[Dataset records]

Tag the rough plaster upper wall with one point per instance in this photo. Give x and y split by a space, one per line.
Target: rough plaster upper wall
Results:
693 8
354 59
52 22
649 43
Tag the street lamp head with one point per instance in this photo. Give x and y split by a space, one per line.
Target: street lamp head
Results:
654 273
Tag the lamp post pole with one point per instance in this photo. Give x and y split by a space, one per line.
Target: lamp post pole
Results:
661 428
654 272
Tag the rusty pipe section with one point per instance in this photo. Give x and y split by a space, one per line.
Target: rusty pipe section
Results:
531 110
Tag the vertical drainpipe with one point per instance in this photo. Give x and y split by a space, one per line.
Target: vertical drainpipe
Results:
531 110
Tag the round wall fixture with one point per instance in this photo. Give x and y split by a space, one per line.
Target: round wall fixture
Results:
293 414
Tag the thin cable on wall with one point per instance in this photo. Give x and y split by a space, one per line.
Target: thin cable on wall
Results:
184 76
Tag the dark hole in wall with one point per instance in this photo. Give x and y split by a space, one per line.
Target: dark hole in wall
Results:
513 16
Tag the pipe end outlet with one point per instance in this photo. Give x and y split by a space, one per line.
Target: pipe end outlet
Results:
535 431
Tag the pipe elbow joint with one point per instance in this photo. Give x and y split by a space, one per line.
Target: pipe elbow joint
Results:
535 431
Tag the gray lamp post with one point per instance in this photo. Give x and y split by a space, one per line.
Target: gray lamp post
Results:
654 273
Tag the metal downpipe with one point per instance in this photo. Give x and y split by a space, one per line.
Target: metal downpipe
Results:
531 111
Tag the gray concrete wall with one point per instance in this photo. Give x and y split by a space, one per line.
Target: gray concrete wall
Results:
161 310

* [Your task]:
Your task is to transcribe the listing above in full, exactly as given.

* [Final result]:
Tag the rough plaster upper wall with one point per instance in this photo. Give x and y split by a space, one per line.
Target: rough plaster upper wall
Results:
693 8
354 59
52 22
649 43
Tag the street lamp head with one point per instance in this photo. Give x and y split by a space, one per line.
Target: street lamp head
Results:
654 273
Tag the lamp post pole with one point per instance in this photo. Give x and y split by a space, one per line.
Target: lamp post pole
Results:
661 428
654 272
Tag the rusty pipe section with one point per instance in this photo. Give x and y split by a space, one per line.
Target: rusty pipe section
Results:
531 110
Tag the vertical drainpipe with one point per instance in this photo. Give x and y split by a space, one per line.
Target: vertical drainpipe
Results:
531 110
Tag the round wall fixture with one point per instance in this photo. Give x and y split by a space, one per line.
Target: round wall fixture
Results:
293 414
Tag the thin cable on wall with one point per instance in this photo. Give x and y split by a space, one per line.
Target: thin cable on wall
Results:
184 76
Tag the dark hole in wall with one point per instance in this photo. Give x and y split by a space, one per line.
Target: dark hole in wall
Results:
513 16
Tag the pipe end outlet with one point per instance in this photo. Give x and y split by a space, one per line.
Target: pipe end outlet
Results:
535 431
Tag the pipe elbow joint with one point per instance in this photo. Give x and y split by a space, one per line.
Target: pipe elbow joint
Results:
535 431
Tag the gray lamp post with one point per instance in this photo. Give x and y split by a space, one per line.
Target: gray lamp post
Results:
654 273
Tag the metal downpipe with one point per instance in this photo. Give x and y split by a space, one per line.
Target: metal downpipe
Results:
531 111
Tag the gray concrete wall with one point per instance in this photo. Give x and y split by a space, one per line.
Target: gray concrete wall
Results:
161 310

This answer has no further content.